### What you will do
a) Summarize the excerpt on linear model notation in two sentences.
b) Reproduce the portion of the excerpt on linear model notation that runs from "Commonly, we will" up to and including "for every feature.".

More formally, the assumption of linearity suggests that our model can
be expressed in the following form:
.. math:: \mathrm{price} = w_{\mathrm{area}} \cdot \mathrm{area} + w_{\mathrm{age}} \cdot \mathrm{age} + b
In economics papers, it is common for authors to write out linear models
in this format with a gigantic equation that spans multiple lines
containing terms for every single feature. For the high-dimensional data
that we often address in machine learning, writing out the entire model
can be tedious. In these cases, we will find it more convenient to use
linear algebra notation. In the case of :math:`d` variables, we could
express our prediction :math:`\hat{y}` as follows:
.. math:: \hat{y} = w_1 \cdot x_1 + ... + w_d \cdot x_d + b
or alternatively, collecting all features into a single vector
:math:`\mathbf{x}` and all parameters into a vector :math:`\mathbf{w}`,
we can express our linear model as
.. math:: \hat{y} = \mathbf{w}^T \mathbf{x} + b.
:label: eq_linear_regression_single
Above, the vector :math:`\mathbf{x}` corresponds to a single data point.
Commonly, we will want notation to refer to the entire dataset of all
input data points. This matrix, often denoted using a capital letter
:math:`X`, is called the *design matrix* and contains one row for every
example, and one column for every feature.
Given a collection of data points :math:`X` and a vector containing the
corresponding target values :math:`\mathbf{y}`, the goal of linear
regression is to find the *weight* vector :math:`w` and bias term
:math:`b` (also called an *offset* or *intercept*) that associates each
data point :math:`\mathbf{x}_i` with an approximation :math:`\hat{y}_i`
of its corresponding label :math:`y_i`.
Expressed in terms of a single data point, this gives us the expression
same as :eq:`eq_linear_regression_single`.

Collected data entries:

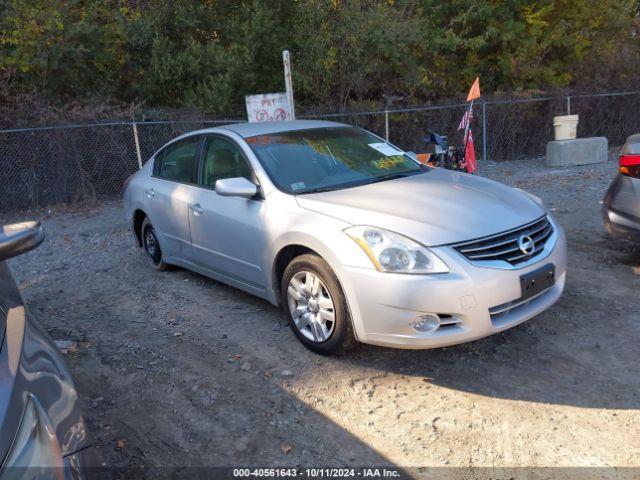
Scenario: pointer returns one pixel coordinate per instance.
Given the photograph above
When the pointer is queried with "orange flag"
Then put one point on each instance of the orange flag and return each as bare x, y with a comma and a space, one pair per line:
474, 93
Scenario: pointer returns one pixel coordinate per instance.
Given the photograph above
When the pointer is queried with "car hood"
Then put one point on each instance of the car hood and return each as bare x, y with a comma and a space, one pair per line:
435, 208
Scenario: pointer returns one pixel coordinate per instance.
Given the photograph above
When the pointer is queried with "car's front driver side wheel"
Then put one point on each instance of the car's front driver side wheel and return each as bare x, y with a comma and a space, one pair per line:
316, 306
152, 245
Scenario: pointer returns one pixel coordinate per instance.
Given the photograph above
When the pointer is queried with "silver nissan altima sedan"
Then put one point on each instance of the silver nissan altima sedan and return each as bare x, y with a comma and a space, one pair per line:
349, 234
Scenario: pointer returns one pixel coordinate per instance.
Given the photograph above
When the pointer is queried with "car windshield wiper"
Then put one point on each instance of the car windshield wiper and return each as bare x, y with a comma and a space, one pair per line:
319, 189
392, 176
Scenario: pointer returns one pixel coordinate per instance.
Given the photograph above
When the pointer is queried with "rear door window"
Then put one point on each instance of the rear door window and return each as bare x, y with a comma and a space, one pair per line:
178, 161
222, 159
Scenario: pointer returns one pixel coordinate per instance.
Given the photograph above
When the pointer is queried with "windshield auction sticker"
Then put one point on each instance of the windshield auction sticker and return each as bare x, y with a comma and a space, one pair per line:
388, 163
386, 149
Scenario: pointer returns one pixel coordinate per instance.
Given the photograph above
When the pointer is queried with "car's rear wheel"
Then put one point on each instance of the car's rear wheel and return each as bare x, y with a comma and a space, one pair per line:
316, 306
152, 245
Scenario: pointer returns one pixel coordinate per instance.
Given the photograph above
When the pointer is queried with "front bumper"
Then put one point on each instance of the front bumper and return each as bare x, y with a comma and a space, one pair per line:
475, 301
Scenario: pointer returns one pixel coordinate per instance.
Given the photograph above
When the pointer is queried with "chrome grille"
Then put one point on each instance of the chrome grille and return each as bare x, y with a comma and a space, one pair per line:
504, 246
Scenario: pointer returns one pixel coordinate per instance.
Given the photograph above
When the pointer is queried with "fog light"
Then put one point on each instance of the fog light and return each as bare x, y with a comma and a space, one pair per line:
427, 323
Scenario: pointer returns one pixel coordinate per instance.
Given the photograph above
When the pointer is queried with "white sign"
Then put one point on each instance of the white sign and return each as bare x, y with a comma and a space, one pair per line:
268, 107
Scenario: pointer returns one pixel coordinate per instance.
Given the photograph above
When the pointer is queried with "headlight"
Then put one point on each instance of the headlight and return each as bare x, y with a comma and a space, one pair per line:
35, 446
391, 252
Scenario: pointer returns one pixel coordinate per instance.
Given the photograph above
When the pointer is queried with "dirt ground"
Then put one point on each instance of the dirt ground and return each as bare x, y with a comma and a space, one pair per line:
175, 369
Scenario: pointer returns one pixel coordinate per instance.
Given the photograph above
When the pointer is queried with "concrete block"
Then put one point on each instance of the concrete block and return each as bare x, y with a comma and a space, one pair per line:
581, 151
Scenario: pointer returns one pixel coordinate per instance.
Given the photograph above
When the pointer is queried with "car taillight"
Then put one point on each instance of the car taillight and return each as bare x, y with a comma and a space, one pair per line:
630, 165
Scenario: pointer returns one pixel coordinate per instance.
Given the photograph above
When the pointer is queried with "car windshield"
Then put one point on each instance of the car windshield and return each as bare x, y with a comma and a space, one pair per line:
323, 159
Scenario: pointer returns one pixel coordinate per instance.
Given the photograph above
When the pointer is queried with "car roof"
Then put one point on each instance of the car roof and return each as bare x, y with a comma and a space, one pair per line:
251, 129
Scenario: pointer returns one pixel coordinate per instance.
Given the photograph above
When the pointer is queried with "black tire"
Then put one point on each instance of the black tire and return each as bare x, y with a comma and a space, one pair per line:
341, 337
151, 246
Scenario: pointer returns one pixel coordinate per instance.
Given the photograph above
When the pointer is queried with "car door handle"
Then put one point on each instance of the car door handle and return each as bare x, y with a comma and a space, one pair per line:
197, 209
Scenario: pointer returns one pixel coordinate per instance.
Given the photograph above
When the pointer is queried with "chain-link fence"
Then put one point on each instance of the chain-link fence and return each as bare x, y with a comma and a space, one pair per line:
45, 166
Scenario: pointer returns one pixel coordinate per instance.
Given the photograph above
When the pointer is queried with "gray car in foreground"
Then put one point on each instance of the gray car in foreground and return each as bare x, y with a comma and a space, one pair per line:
42, 433
621, 205
351, 236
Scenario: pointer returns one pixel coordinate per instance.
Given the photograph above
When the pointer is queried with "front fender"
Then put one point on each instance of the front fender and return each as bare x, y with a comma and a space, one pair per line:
336, 248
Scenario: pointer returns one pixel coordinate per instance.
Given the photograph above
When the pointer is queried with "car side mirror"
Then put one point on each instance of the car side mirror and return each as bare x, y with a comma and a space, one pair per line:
19, 238
236, 187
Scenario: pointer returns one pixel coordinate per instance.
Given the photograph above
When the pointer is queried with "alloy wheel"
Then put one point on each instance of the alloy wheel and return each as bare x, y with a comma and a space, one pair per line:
311, 306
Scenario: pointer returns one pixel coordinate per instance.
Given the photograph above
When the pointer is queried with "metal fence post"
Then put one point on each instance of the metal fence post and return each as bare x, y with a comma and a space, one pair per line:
386, 125
484, 131
137, 142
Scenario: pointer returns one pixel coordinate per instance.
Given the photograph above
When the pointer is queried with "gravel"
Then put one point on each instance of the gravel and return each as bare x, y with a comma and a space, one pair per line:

### Answers for the exercise
a) Since writing out a linear model term by term is tedious for high-dimensional data, the excerpt switches from a per-feature equation to linear algebra notation, in which the prediction is the transposed weight vector times the feature vector plus a bias. It also introduces the design matrix X, with one row for every example and one column for every feature, and states that linear regression seeks the weight vector and bias term that approximate each data point's label.

b)
Commonly, we will want notation to refer to the entire dataset of all
input data points. This matrix, often denoted using a capital letter
:math:`X`, is called the *design matrix* and contains one row for every
example, and one column for every feature.